**Your objective**
Exclude the pictures and repeat all of the data exactly.

Extracted data entries

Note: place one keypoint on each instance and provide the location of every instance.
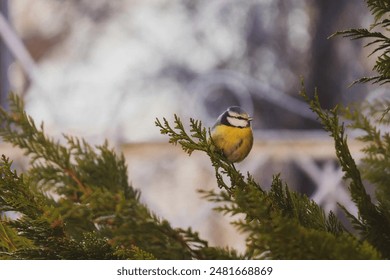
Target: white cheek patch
(237, 122)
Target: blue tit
(232, 134)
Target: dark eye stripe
(239, 118)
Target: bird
(232, 134)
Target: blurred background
(106, 69)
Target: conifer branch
(371, 218)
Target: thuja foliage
(75, 202)
(379, 42)
(283, 224)
(280, 223)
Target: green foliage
(280, 224)
(378, 40)
(75, 203)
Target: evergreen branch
(20, 130)
(371, 216)
(199, 140)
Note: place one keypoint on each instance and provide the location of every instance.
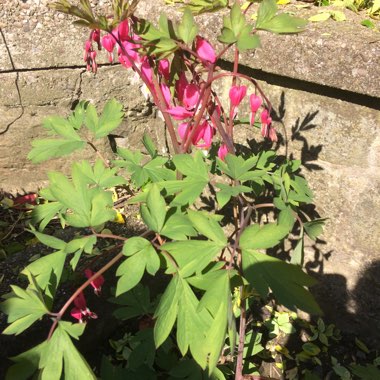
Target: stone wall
(324, 85)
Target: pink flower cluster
(188, 93)
(81, 312)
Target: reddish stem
(59, 315)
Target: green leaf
(314, 228)
(77, 246)
(286, 281)
(46, 212)
(154, 212)
(166, 312)
(207, 227)
(47, 271)
(227, 192)
(187, 29)
(267, 236)
(23, 309)
(178, 227)
(282, 23)
(191, 256)
(267, 10)
(216, 300)
(188, 189)
(142, 255)
(227, 36)
(311, 349)
(110, 119)
(89, 207)
(237, 19)
(153, 170)
(26, 364)
(135, 303)
(191, 166)
(361, 345)
(60, 353)
(203, 6)
(179, 302)
(49, 241)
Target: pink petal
(255, 102)
(123, 30)
(265, 118)
(252, 116)
(204, 50)
(237, 94)
(208, 135)
(164, 68)
(108, 42)
(272, 134)
(146, 71)
(179, 113)
(182, 130)
(80, 301)
(95, 36)
(264, 130)
(166, 93)
(191, 96)
(180, 86)
(76, 313)
(222, 151)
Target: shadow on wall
(355, 311)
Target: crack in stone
(21, 105)
(47, 68)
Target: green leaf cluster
(237, 30)
(141, 256)
(268, 19)
(81, 201)
(54, 358)
(68, 130)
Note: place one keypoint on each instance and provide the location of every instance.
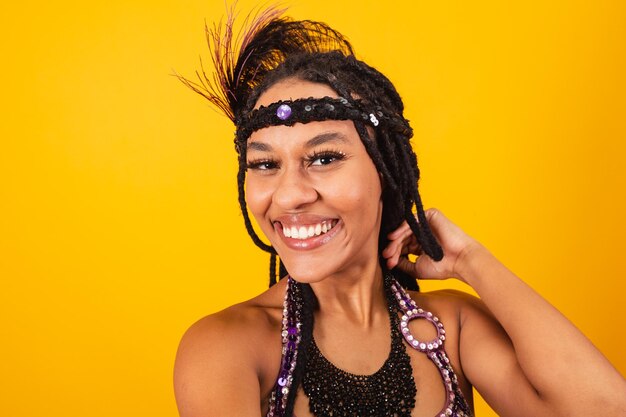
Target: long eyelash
(328, 153)
(256, 163)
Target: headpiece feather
(241, 62)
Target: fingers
(399, 231)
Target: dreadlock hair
(275, 48)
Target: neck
(357, 297)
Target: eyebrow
(314, 141)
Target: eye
(261, 165)
(325, 158)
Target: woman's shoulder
(447, 302)
(236, 326)
(240, 340)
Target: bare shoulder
(455, 305)
(222, 365)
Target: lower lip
(311, 242)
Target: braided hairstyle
(274, 48)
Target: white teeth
(304, 232)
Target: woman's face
(314, 190)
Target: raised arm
(520, 353)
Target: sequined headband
(290, 112)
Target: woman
(327, 171)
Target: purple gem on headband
(283, 112)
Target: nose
(294, 190)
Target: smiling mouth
(308, 231)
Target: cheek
(361, 194)
(258, 197)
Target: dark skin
(520, 353)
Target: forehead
(292, 89)
(298, 135)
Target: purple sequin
(283, 112)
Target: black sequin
(390, 391)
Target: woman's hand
(456, 245)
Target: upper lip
(303, 219)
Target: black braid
(278, 48)
(241, 180)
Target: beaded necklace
(455, 405)
(390, 391)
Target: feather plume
(242, 61)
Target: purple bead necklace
(455, 405)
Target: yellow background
(118, 218)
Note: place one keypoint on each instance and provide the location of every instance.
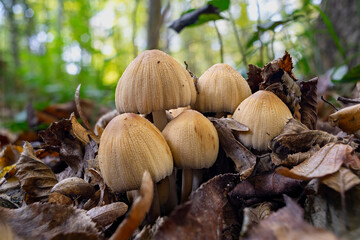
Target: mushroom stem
(186, 187)
(197, 178)
(160, 119)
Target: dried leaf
(244, 160)
(107, 214)
(46, 221)
(342, 180)
(258, 188)
(202, 216)
(81, 133)
(308, 103)
(348, 119)
(254, 77)
(296, 137)
(35, 177)
(74, 187)
(138, 210)
(59, 137)
(288, 223)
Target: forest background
(49, 47)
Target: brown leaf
(326, 161)
(138, 211)
(258, 188)
(296, 137)
(46, 221)
(202, 216)
(308, 103)
(59, 137)
(254, 77)
(244, 160)
(74, 187)
(342, 180)
(107, 214)
(288, 223)
(35, 177)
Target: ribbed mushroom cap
(130, 145)
(221, 89)
(154, 81)
(265, 115)
(193, 140)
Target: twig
(220, 42)
(78, 108)
(322, 98)
(138, 210)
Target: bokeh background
(48, 47)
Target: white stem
(160, 119)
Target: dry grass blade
(138, 210)
(35, 177)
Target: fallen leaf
(342, 180)
(107, 214)
(46, 221)
(202, 216)
(326, 161)
(138, 210)
(254, 77)
(36, 179)
(244, 160)
(308, 103)
(261, 187)
(288, 223)
(74, 187)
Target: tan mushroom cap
(154, 81)
(221, 89)
(130, 145)
(193, 140)
(265, 115)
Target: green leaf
(222, 5)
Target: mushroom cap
(265, 115)
(154, 81)
(193, 140)
(130, 145)
(221, 89)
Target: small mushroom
(265, 115)
(194, 143)
(152, 83)
(221, 90)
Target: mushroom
(152, 83)
(130, 145)
(265, 115)
(221, 90)
(194, 144)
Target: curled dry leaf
(296, 137)
(46, 221)
(326, 161)
(202, 216)
(244, 160)
(258, 188)
(36, 179)
(74, 187)
(59, 137)
(288, 223)
(308, 103)
(348, 119)
(107, 214)
(138, 210)
(342, 180)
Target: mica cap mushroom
(265, 115)
(152, 83)
(221, 89)
(130, 145)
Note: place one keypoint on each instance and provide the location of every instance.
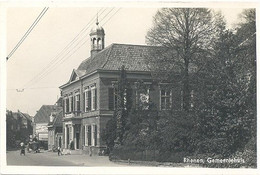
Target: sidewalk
(84, 159)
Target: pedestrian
(59, 151)
(90, 151)
(22, 149)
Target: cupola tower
(97, 38)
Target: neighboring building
(41, 121)
(55, 130)
(89, 99)
(18, 128)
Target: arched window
(94, 41)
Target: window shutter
(111, 99)
(84, 108)
(89, 135)
(85, 135)
(95, 135)
(89, 100)
(95, 99)
(78, 105)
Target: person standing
(22, 149)
(59, 151)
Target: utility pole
(120, 108)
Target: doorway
(77, 140)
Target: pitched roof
(26, 116)
(58, 119)
(116, 55)
(42, 116)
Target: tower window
(94, 40)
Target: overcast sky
(53, 33)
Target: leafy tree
(186, 36)
(227, 118)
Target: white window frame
(86, 99)
(93, 134)
(93, 96)
(165, 96)
(77, 98)
(86, 135)
(192, 98)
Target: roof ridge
(108, 55)
(142, 45)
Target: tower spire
(97, 19)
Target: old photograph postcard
(129, 87)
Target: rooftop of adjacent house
(42, 116)
(133, 57)
(116, 55)
(19, 114)
(57, 121)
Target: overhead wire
(27, 32)
(65, 57)
(56, 60)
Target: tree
(228, 115)
(186, 36)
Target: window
(67, 105)
(142, 99)
(192, 98)
(77, 102)
(90, 98)
(112, 99)
(71, 104)
(89, 135)
(94, 99)
(87, 100)
(94, 135)
(165, 103)
(86, 135)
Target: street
(52, 159)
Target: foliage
(186, 36)
(220, 64)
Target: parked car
(33, 146)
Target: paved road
(35, 159)
(52, 159)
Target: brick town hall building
(88, 97)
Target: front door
(59, 142)
(77, 140)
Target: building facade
(55, 130)
(89, 97)
(41, 122)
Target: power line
(21, 90)
(65, 57)
(55, 59)
(112, 16)
(28, 32)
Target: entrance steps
(71, 152)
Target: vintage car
(33, 146)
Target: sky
(43, 49)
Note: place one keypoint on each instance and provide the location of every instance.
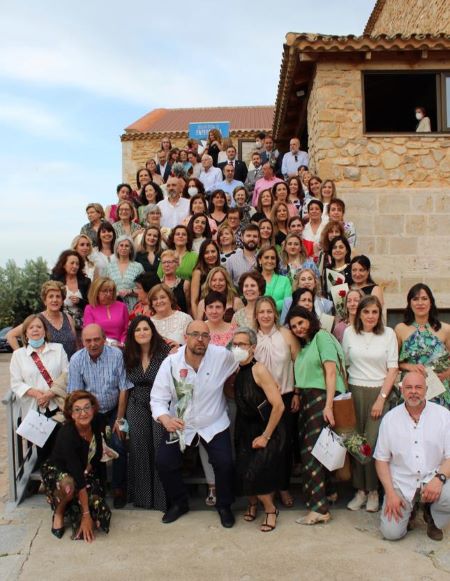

**Solution to this task**
Note: place one keypoint on each instance and provide the location of every instance.
Target: white cheek patch
(237, 122)
Target: blue tit
(232, 134)
Target: dark eye stripe
(239, 118)
Target: bird
(232, 134)
Target: blurred background
(106, 69)
Target: conifer branch
(371, 218)
Target: thuja foliage
(75, 202)
(379, 42)
(283, 224)
(280, 223)
Target: green foliage
(280, 224)
(378, 40)
(75, 203)
Target: evergreen branch
(20, 130)
(371, 216)
(199, 140)
Note: place one keypoint on each instance and provide the location of every instance.
Target: stone wall
(324, 85)
Target: pink flower cluster
(188, 93)
(81, 312)
Target: reddish stem
(59, 315)
Target: green leaf
(314, 228)
(77, 246)
(286, 281)
(46, 212)
(154, 212)
(166, 312)
(207, 227)
(47, 271)
(227, 192)
(187, 29)
(267, 236)
(23, 309)
(178, 227)
(282, 23)
(191, 256)
(267, 10)
(216, 300)
(188, 189)
(142, 255)
(227, 36)
(311, 349)
(110, 119)
(89, 207)
(237, 19)
(153, 170)
(26, 364)
(135, 303)
(191, 166)
(361, 345)
(60, 353)
(203, 6)
(179, 302)
(49, 241)
Target: pink petal
(255, 102)
(123, 30)
(265, 118)
(252, 116)
(204, 50)
(237, 94)
(208, 135)
(164, 68)
(108, 42)
(272, 134)
(146, 71)
(179, 113)
(182, 130)
(80, 301)
(95, 36)
(264, 130)
(166, 93)
(191, 96)
(180, 86)
(76, 313)
(222, 151)
Target: shadow on wall
(355, 311)
Target: crack in stone
(21, 105)
(47, 68)
Target: green leaf cluster
(237, 30)
(141, 256)
(268, 19)
(81, 201)
(54, 358)
(68, 130)
Note: place one keypoint on each instance and provide the location of every instance.
Target: long eyelash
(328, 153)
(256, 163)
Target: headpiece feather
(241, 62)
Target: fingers
(399, 231)
Target: dreadlock hair
(275, 48)
Target: neck
(357, 297)
Target: eyebrow
(314, 141)
Target: eye
(261, 165)
(325, 158)
Target: woman's shoulder
(447, 302)
(236, 326)
(240, 340)
Target: bare shoulder
(455, 305)
(222, 365)
Target: lower lip
(311, 242)
Target: braided hairstyle
(274, 48)
Target: white teeth
(304, 232)
Target: woman's face
(314, 190)
Target: raised arm
(520, 353)
Target: sequined headband
(290, 112)
Target: woman
(327, 171)
Target: purple gem on headband
(283, 112)
Target: nose
(294, 190)
Target: smiling mouth
(308, 231)
Target: cheek
(361, 194)
(258, 197)
Target: dark skin
(520, 353)
Target: forehead
(292, 89)
(298, 135)
Target: purple sequin
(283, 112)
Target: black sequin
(390, 391)
Target: woman's hand
(456, 245)
Target: upper lip
(303, 219)
Target: black braid
(278, 48)
(241, 180)
Target: beaded necklace
(455, 405)
(390, 391)
Target: feather plume
(242, 61)
Target: purple bead necklace
(455, 405)
Target: yellow background
(118, 218)
Note: place one keypoint on each instance and provide the location of every instance.
Target: mushroom stem
(186, 187)
(197, 178)
(160, 119)
Target: dried leaf
(244, 160)
(107, 214)
(46, 221)
(342, 180)
(258, 188)
(202, 216)
(81, 133)
(308, 103)
(348, 119)
(254, 77)
(296, 137)
(35, 177)
(74, 187)
(138, 210)
(59, 137)
(288, 223)
Target: forest background
(49, 47)
Target: brown leaf
(326, 161)
(138, 211)
(258, 188)
(296, 137)
(46, 221)
(202, 216)
(308, 103)
(59, 137)
(254, 77)
(244, 160)
(74, 187)
(342, 180)
(107, 214)
(288, 223)
(35, 177)
Target: ribbed mushroom cap
(130, 145)
(221, 89)
(154, 81)
(265, 115)
(193, 140)
Target: twig
(220, 42)
(78, 108)
(322, 98)
(138, 210)
Target: bokeh background
(48, 47)
Target: white stem
(160, 119)
Target: dry grass blade
(138, 210)
(35, 177)
Target: fallen leaf
(342, 180)
(107, 214)
(46, 221)
(202, 216)
(326, 161)
(138, 210)
(254, 77)
(36, 179)
(244, 160)
(308, 103)
(261, 187)
(288, 223)
(74, 187)
Target: tan mushroom cap
(154, 81)
(221, 89)
(130, 145)
(193, 140)
(265, 115)
Target: green leaf
(222, 5)
Target: mushroom cap
(265, 115)
(154, 81)
(193, 140)
(130, 145)
(221, 89)
Target: small mushroom
(265, 115)
(194, 143)
(152, 83)
(221, 90)
Target: mushroom
(152, 83)
(130, 145)
(265, 115)
(221, 90)
(194, 144)
Target: curled dry leaf
(296, 137)
(46, 221)
(326, 161)
(202, 216)
(244, 160)
(258, 188)
(36, 179)
(74, 187)
(59, 137)
(288, 223)
(308, 103)
(348, 119)
(107, 214)
(138, 210)
(342, 180)
Target: mica cap mushroom
(265, 115)
(152, 83)
(221, 89)
(130, 145)
Note: place one keypoint on each instance and provide the location of every instance.
Target: sidewalk
(84, 159)
Target: pedestrian
(59, 151)
(90, 151)
(22, 149)
Target: cupola tower
(97, 38)
Target: neighboring building
(41, 121)
(55, 130)
(89, 99)
(18, 128)
Target: arched window
(94, 41)
Target: window shutter
(111, 99)
(84, 108)
(89, 135)
(85, 135)
(95, 135)
(89, 100)
(95, 99)
(78, 105)
Target: person standing
(22, 149)
(59, 151)
Target: utility pole
(120, 108)
Target: doorway
(77, 140)
Target: pitched roof
(26, 116)
(58, 119)
(116, 55)
(42, 116)
Target: tower window
(94, 40)
Target: overcast sky
(53, 33)
Target: leafy tree
(186, 36)
(227, 118)
Target: white window frame
(86, 99)
(93, 134)
(93, 96)
(165, 96)
(77, 98)
(86, 135)
(192, 98)
Target: roof ridge
(108, 55)
(142, 45)
Target: tower spire
(97, 19)
Target: old photograph postcard
(129, 87)
Target: rooftop of adjacent house
(42, 116)
(133, 57)
(116, 55)
(19, 114)
(57, 121)
Target: overhead wire
(27, 32)
(65, 57)
(56, 60)
Target: tree
(228, 115)
(186, 36)
Target: window
(67, 105)
(142, 99)
(192, 98)
(77, 102)
(90, 98)
(112, 99)
(71, 104)
(89, 135)
(94, 99)
(87, 100)
(94, 135)
(165, 103)
(86, 135)
Target: street
(52, 159)
Target: foliage
(186, 36)
(220, 64)
Target: parked car
(33, 146)
Target: paved road
(35, 159)
(52, 159)
Target: brick town hall building
(88, 97)
Target: front door
(59, 142)
(77, 140)
Target: building facade
(55, 130)
(89, 97)
(41, 122)
Target: power line
(21, 90)
(65, 57)
(55, 59)
(112, 16)
(28, 32)
Target: entrance steps
(71, 152)
Target: vintage car
(33, 146)
Target: sky
(43, 49)
Note: place one keypoint on each instance and provide the location of every instance.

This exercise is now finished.